— START Extracted entries —

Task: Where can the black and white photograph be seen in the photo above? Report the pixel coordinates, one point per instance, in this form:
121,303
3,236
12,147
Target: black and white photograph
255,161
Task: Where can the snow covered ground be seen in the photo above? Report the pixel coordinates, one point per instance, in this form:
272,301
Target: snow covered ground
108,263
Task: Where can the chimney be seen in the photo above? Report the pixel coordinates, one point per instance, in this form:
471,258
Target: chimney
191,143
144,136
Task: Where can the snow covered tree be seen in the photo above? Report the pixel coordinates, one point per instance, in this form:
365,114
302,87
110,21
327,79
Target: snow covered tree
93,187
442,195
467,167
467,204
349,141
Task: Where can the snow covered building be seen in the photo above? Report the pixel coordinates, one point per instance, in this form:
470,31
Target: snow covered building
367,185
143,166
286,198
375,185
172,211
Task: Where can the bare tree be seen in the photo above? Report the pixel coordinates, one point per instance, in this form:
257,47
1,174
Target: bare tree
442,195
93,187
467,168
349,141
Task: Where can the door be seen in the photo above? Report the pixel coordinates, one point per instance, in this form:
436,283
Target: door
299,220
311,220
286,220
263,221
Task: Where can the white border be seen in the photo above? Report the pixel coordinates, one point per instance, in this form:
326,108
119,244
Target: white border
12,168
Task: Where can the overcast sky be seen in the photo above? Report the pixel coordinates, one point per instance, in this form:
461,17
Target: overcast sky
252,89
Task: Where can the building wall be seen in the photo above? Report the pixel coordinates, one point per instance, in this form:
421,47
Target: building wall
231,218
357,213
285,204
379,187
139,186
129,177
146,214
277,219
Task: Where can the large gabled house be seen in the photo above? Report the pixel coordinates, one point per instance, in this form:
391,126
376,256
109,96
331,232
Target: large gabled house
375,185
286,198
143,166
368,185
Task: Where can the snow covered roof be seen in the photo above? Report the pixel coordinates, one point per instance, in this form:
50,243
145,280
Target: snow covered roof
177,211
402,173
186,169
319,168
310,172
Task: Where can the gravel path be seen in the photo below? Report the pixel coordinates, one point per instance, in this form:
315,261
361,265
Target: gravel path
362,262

— END Extracted entries —
— START Extracted entries —

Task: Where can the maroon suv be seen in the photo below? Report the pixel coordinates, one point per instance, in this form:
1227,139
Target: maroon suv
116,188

— END Extracted entries —
— START Extracted entries —

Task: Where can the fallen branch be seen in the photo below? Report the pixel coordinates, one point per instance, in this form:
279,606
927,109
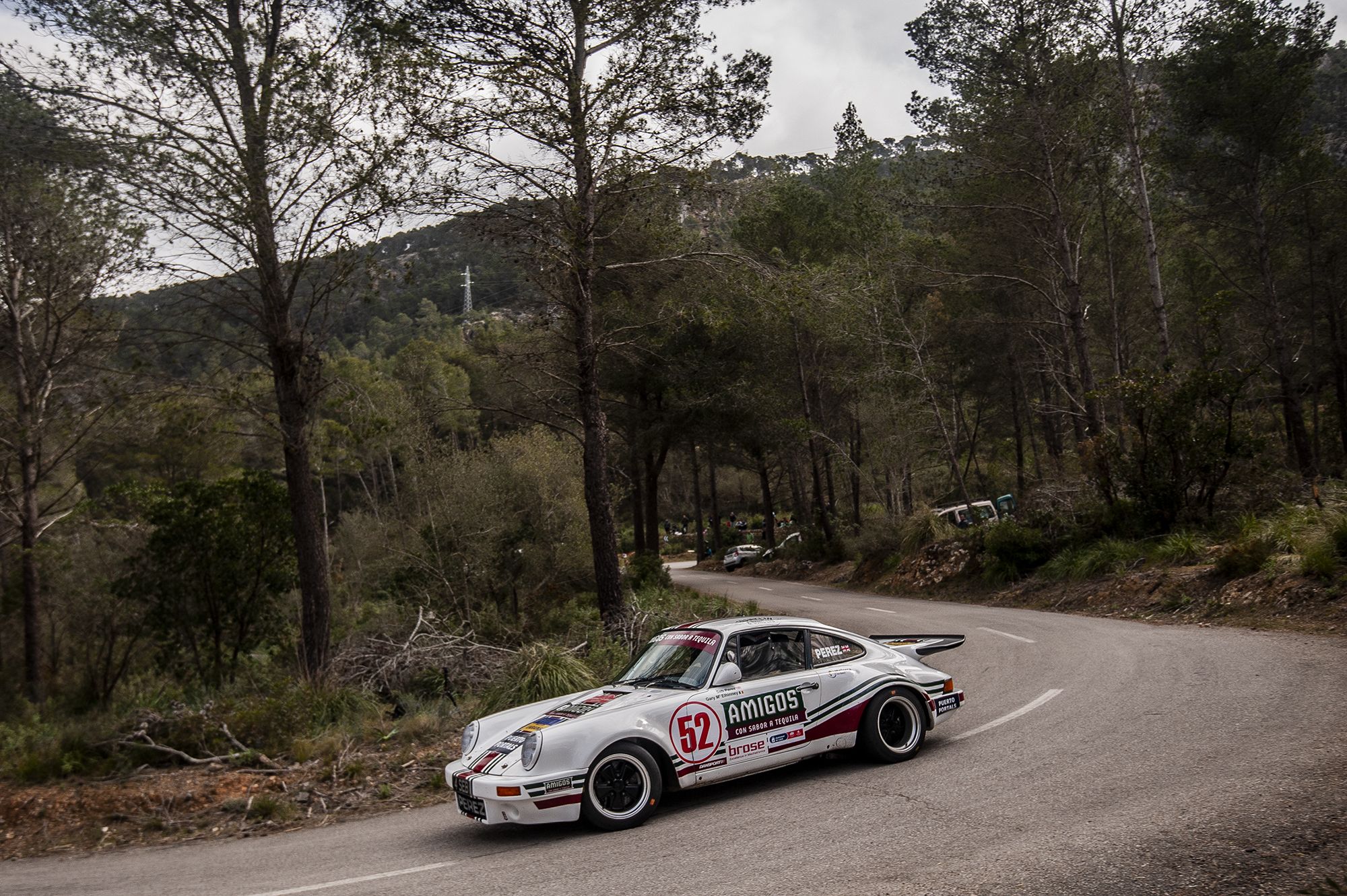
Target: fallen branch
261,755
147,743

— END Extracted entries —

- **Task brief**
Count the lines in the records above that contain the string "overcast", treating uppercase and lowercase as different. Give only the number.

- **Completed task**
2